Objective. Filter the rows below, keeping every line that contains the string "cabinet". Matching is case-sensitive.

Rows from a pointing dataset
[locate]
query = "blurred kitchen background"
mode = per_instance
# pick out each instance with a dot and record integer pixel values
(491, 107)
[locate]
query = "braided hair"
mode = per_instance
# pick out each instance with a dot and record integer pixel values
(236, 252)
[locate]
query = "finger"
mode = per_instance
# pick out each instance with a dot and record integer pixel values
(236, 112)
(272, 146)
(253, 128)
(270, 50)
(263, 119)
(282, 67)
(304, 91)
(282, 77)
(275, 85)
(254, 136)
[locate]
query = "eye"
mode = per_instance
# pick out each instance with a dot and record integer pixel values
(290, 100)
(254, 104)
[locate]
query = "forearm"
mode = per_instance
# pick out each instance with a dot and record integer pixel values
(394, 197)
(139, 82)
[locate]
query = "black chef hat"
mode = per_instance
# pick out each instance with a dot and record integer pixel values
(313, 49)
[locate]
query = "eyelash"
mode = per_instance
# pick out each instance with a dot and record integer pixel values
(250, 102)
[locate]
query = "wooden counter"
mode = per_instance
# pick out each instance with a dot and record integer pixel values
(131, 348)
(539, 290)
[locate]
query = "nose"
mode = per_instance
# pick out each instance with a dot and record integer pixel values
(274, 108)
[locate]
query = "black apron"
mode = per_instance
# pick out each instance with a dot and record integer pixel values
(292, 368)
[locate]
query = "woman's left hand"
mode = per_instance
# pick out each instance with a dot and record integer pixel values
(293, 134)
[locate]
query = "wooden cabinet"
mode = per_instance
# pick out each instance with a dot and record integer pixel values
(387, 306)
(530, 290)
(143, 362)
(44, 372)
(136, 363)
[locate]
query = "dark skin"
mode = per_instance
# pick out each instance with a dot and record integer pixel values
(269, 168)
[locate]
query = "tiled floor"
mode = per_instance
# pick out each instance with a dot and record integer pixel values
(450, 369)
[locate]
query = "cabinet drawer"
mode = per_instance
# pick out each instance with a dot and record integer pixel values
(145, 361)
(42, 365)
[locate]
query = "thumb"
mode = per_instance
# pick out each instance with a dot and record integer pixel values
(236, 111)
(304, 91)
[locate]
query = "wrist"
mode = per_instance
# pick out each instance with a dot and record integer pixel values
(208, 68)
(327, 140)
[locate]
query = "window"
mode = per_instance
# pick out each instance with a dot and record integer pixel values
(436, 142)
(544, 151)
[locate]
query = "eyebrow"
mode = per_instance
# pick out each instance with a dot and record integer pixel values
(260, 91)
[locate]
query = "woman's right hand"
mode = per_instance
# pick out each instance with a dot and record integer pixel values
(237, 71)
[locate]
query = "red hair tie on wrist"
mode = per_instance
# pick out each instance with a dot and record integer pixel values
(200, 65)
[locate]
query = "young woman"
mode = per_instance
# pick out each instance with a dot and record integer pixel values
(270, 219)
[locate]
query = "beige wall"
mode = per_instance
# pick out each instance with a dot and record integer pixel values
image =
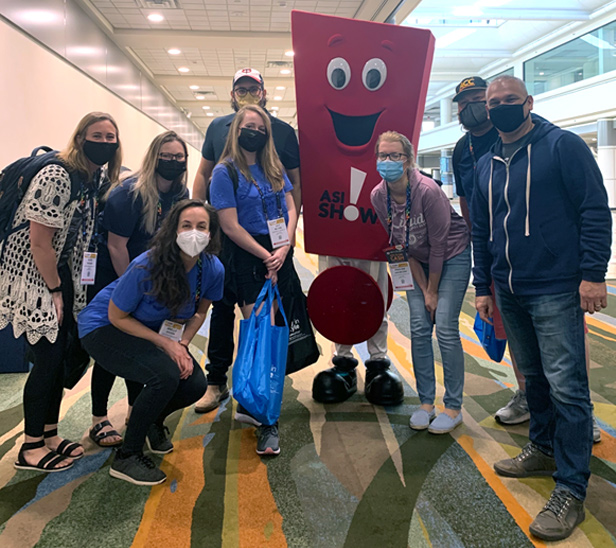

Output for this task.
query = "wooden cabinet"
query = "cabinet drawer"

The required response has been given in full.